((
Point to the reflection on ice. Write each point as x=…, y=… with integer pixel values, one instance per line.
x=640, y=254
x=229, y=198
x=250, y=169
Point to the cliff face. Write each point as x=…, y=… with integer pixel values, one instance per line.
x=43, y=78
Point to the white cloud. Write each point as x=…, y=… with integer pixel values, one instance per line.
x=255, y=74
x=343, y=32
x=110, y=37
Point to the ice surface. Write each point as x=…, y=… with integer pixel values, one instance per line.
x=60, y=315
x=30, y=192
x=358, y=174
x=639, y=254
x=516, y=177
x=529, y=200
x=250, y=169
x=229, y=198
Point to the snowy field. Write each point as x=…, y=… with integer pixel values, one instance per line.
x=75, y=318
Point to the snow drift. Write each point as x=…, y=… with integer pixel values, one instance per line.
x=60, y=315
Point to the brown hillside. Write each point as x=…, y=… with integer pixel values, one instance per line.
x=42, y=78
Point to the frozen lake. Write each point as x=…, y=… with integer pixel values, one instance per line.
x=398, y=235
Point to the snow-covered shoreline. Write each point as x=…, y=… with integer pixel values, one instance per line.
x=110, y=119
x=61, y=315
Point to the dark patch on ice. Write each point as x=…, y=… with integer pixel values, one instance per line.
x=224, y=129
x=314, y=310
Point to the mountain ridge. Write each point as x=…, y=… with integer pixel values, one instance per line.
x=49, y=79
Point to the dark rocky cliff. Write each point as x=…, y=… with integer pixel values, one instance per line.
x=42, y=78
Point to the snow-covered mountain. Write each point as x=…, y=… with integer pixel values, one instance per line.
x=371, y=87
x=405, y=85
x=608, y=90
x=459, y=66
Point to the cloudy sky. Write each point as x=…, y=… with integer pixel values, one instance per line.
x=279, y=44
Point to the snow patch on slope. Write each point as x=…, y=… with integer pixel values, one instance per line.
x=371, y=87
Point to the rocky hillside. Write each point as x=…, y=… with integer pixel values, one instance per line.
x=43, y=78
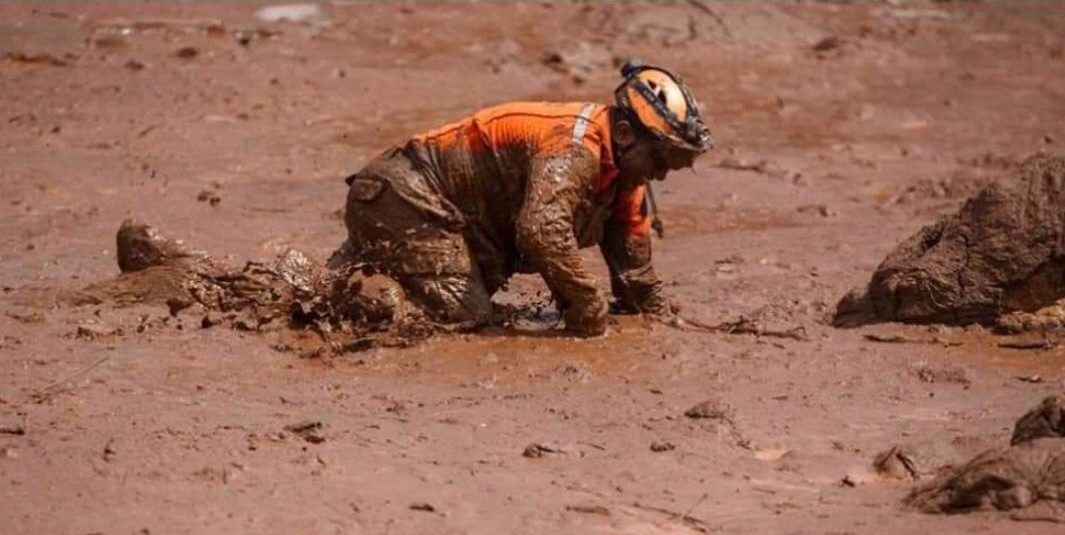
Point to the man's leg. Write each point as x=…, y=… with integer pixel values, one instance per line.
))
Exercise instructions: Everything in the material except the pictures should be restated word for word.

Expected answer:
Point to the reflection on ice. Write each point as x=…, y=… with integer pixel values, one instance per line.
x=640, y=254
x=229, y=198
x=250, y=169
Point to the cliff face. Write each point as x=…, y=… with integer pixel values, one instance per line.
x=43, y=78
Point to the white cloud. Write each point as x=…, y=… with integer pixel values, one instance per line.
x=255, y=74
x=343, y=32
x=110, y=37
Point to the ice surface. Write each point as x=…, y=… with integer pixel values, one instance per line.
x=60, y=315
x=30, y=192
x=358, y=174
x=639, y=254
x=516, y=177
x=529, y=200
x=250, y=169
x=229, y=198
Point to the snowy field. Write each point as x=…, y=… with integer pixel values, one instance per line.
x=75, y=318
Point to the snow drift. Write each point as x=…, y=… with integer pixel values, one instance per line.
x=60, y=315
Point to the brown hillside. Write each point as x=…, y=… with integer pixel values, one instance per line.
x=42, y=78
Point to the frozen lake. Write each point as x=…, y=… with integer pixel values, one instance per line.
x=398, y=235
Point to the snow-covered shoreline. Write each point as x=…, y=… with integer pixel values, one instance per line.
x=110, y=119
x=61, y=315
Point to the dark patch on ice. Write each point as x=…, y=… with integer pixel values, one instance per line.
x=224, y=129
x=314, y=310
Point to the mountain ridge. Write each point as x=…, y=… with integer pixel values, one instance per line.
x=49, y=79
Point to the dark rocky cliff. Write each point as x=…, y=… with integer pixel values, one instance per line.
x=42, y=78
Point to the snow-covered mountain. Write each point as x=…, y=… with integer pixel values, one instance per line.
x=371, y=87
x=405, y=85
x=608, y=90
x=459, y=66
Point to the cloudy sky. Write each point as x=…, y=… with integer pixel values, one instance per line.
x=279, y=44
Point to the snow patch on slope. Write each point as x=…, y=… with integer pixel values, one instance per line.
x=371, y=87
Point to the rocky hillside. Write each point as x=…, y=… with integer pixel values, one instance per line.
x=43, y=78
Point to the man's leg. Write each point as x=…, y=… with integer pixel values, one instance per line.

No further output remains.